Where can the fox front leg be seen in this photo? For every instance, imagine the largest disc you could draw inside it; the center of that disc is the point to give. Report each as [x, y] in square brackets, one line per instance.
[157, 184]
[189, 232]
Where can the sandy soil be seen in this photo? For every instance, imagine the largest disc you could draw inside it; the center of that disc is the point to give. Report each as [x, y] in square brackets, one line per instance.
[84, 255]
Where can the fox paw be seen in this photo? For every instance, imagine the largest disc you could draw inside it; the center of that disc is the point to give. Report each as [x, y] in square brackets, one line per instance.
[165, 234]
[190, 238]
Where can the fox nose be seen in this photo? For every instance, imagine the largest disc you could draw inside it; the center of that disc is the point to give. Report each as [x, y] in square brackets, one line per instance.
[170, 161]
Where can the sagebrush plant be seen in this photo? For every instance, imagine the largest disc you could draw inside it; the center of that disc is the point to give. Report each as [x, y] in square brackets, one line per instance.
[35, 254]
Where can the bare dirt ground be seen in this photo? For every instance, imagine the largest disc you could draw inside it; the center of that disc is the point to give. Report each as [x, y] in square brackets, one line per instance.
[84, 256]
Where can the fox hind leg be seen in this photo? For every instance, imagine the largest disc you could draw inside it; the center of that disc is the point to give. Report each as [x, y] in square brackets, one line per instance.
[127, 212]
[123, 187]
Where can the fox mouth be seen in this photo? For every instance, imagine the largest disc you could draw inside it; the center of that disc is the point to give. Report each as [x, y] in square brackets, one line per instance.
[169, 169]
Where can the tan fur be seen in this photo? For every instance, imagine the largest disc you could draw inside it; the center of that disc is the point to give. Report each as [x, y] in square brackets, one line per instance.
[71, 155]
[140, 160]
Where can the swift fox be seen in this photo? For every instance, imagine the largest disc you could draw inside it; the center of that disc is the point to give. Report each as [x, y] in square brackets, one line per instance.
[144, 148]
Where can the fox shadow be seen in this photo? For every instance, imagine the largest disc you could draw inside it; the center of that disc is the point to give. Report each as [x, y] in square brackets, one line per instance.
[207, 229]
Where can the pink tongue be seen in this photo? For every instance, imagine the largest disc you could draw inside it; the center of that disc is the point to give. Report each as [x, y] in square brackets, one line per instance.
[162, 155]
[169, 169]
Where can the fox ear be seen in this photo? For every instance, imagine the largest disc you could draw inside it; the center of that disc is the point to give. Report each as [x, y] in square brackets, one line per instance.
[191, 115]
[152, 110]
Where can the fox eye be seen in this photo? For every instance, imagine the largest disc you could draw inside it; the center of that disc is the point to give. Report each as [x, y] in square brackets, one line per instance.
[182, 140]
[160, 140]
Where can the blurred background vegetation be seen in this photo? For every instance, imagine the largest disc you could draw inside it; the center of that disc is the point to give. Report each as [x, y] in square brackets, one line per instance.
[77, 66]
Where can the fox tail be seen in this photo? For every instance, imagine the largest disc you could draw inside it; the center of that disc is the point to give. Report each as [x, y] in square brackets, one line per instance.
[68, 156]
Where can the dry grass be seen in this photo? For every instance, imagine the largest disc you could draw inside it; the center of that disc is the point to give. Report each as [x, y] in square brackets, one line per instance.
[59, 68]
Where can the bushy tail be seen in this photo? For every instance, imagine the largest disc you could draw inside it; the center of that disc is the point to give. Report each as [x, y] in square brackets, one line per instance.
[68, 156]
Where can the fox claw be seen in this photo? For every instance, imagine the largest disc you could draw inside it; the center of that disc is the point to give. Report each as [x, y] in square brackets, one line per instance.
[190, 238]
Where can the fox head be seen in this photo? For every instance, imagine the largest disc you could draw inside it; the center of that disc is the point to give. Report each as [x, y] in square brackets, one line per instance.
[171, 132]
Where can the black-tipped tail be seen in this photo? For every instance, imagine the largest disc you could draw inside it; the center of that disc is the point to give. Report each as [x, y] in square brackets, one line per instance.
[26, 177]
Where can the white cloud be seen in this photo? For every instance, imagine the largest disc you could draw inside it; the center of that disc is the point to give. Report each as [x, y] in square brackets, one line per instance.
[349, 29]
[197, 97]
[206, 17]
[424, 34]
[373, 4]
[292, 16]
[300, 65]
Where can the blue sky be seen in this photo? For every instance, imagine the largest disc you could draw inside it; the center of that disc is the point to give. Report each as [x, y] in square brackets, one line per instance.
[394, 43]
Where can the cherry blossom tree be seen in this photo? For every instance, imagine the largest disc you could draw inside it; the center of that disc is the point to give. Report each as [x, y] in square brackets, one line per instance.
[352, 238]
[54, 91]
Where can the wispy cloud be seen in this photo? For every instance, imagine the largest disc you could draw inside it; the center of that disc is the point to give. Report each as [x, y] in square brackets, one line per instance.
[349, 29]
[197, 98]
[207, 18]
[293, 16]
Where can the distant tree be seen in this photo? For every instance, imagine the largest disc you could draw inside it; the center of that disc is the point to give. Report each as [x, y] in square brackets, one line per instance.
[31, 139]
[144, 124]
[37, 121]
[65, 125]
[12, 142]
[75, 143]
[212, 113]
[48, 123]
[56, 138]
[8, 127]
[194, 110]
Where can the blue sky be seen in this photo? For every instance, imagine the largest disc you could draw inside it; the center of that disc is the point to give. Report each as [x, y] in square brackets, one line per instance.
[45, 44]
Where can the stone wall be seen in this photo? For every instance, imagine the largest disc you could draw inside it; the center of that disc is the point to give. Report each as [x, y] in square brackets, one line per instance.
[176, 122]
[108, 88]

________________

* EXERCISE REQUIREMENTS
Each record above should be repeated exactly as it appears.

* EXERCISE SOLUTION
Where can the fox front leg be seen in this photo? For every instance, imagine the largest disc you could draw inside it; the center of that disc is the point to give. Report each as [x, y] in square brackets, one line per instance.
[157, 184]
[189, 232]
Where can the sandy soil be seen in this photo? For every instance, imagine the largest disc you could draw inside it; the center of that disc is the point to give. Report each as [x, y] in square brackets, one line per instance.
[84, 255]
Where can the fox paw be seen in this photo? For every instance, imagine the largest disc you could draw inside it; the center of that disc is the point to give. Report each as [x, y] in square brackets, one line per instance.
[165, 234]
[190, 238]
Where can the fox nose be seen in this photo? For every instance, imagine the largest disc you could draw inside it; the center of that disc is the point to give. Report each as [x, y] in square brackets, one line per instance.
[170, 161]
Where can the sagebrush plant be seen in this photo? For every instance, imagine the largest disc you could draw inside it; the center of that disc is the point to give. Report each as [x, y] in square brackets, one line per instance.
[35, 254]
Where can the bare dirt ground be seen in this photo? For every instance, imagine the largest disc you could draw inside it; the center of that disc is the point to give. Report each as [x, y] in square brackets, one line per instance.
[84, 256]
Where can the fox hind leg be seen in this photo? For every instance, imagine the largest disc you could draw inside it; the center of that disc is the point to give. Report each as [x, y] in square brackets, one line per instance.
[127, 212]
[123, 187]
Where can the fox mouth be seen in this photo? For every instance, imagine the largest disc you could draw inside it; the center of that disc is the point to give. Report each as [x, y] in square brackets, one line per instance.
[169, 169]
Where can the tan fur be seen in this photo? For every instance, imagine the largest disc you could draw inside it; the center of that disc is the point to give. Report each as [x, y] in square brackets, one line per instance.
[71, 155]
[140, 160]
Where can the swift fox be seen in this photo? For every instance, imagine the largest disc you could draw inside it; the center of that disc is the point to give. Report each as [x, y] in square brackets, one line per instance.
[144, 148]
Where can the fox shadow be seen in this photo? For every instance, imagine the largest disc you could draw inside it; the center of that disc is the point to give. Report each as [x, y] in square brackets, one line per instance.
[207, 229]
Where can the pink tongue be seen in this photo? For every instance, imagine the largest disc you could draw inside it; the center of that disc is the point to give. Report each as [x, y] in square brackets, one line per instance.
[162, 155]
[169, 169]
Where can the fox ear be seen in this photo? For every instance, imagine the largest disc you could draw inside it; the center of that disc is the point to give. Report each as [x, y] in square brackets, one line per instance.
[191, 115]
[152, 110]
Where can the fox eye be seen in this photo? For every instance, imagine the largest disc you could draw inside it; the center of that disc is the point to give. Report each as [x, y] in square brackets, one line per instance.
[182, 140]
[160, 140]
Where can the blurred background vegetation be seen in this photo? For every instance, imagine the largest disc you could draw inside it; the center of that disc is the point to give. Report each as [x, y] in square brackets, one line per instance.
[77, 66]
Where can the fox tail be seen in this photo? For every instance, imagine the largest disc you could draw inside it; the center of that disc is the point to give. Report each as [x, y] in square brackets, one line per instance.
[68, 156]
Where can the dry grass be seen in this photo? For every instance, imagine the largest disc you could draw inside it; the center of that disc is the point to give. Report each as [x, y] in square brackets, one line per instance.
[59, 68]
Where can the bushy tail be seen in this photo? For every instance, imagine the largest disc you could draw inside it; the center of that disc is the point to give. Report each as [x, y] in square brackets, one line per instance.
[68, 156]
Where can the fox claw be seen in this photo? For every instance, imagine the largest disc you could draw inside it; the center of that disc is the point to give. Report each as [x, y] in square brackets, one line per instance.
[190, 238]
Where can the fox head be seen in this photo? For every instance, imagine the largest disc you could draw inside it; the center of that disc is the point to give. Report each as [x, y] in square brackets, one line per instance.
[171, 132]
Where can the black-tipped tail be seen in this photo? For every instance, imagine the largest disc you could draw inside it; the center of that disc is the point to give. Report each as [x, y] in square brackets, one line per instance.
[26, 177]
Where can the white cloud be seen in this photo? For every instance, imagine the largest disc you could draw inside it; the center of that disc is the point to give. Report each as [x, y] in square brackets, one line per instance.
[349, 29]
[197, 97]
[206, 17]
[424, 34]
[373, 4]
[292, 16]
[300, 65]
Where can the blue sky be seen in this photo? For every instance, imagine the largest disc you could draw inside it; the center of that disc is the point to give. Report each as [x, y] in square brackets, one line per instance.
[394, 43]
Where can the cherry blossom tree be seen in this photo? For every instance, imagine the largest disc you could draw inside it; the center of that disc is the point to give. Report each as [x, y] in square brackets, one line per instance.
[352, 238]
[54, 91]
Where can the wispy cloud be seen in this photo? For every instance, imagine the largest disc you could draw inside it; the center of that disc is the point to give. Report each as [x, y] in square brackets, one line per instance.
[349, 29]
[197, 98]
[207, 18]
[293, 16]
Where can the distant tree be seen in this photo? For every instance, imagine the largest disc you could draw inside it; the center of that disc is the point to give. Report each as [x, y] in square brackets, one line per instance.
[31, 139]
[144, 124]
[37, 121]
[65, 125]
[12, 142]
[75, 143]
[212, 113]
[48, 123]
[56, 138]
[8, 127]
[194, 110]
Where can the blue sky be seen in this photo? For every instance, imagine the largest disc you could draw inside it; the center of that disc is the point to give. Report each as [x, y] in square brackets, one line per instance.
[45, 44]
Where can the stone wall be seen in this photo? For every instance, imagine the largest disc you could draw inside it; the center of that disc is the point to give. Report each as [x, y] in square brackets, one line per instance.
[176, 122]
[108, 88]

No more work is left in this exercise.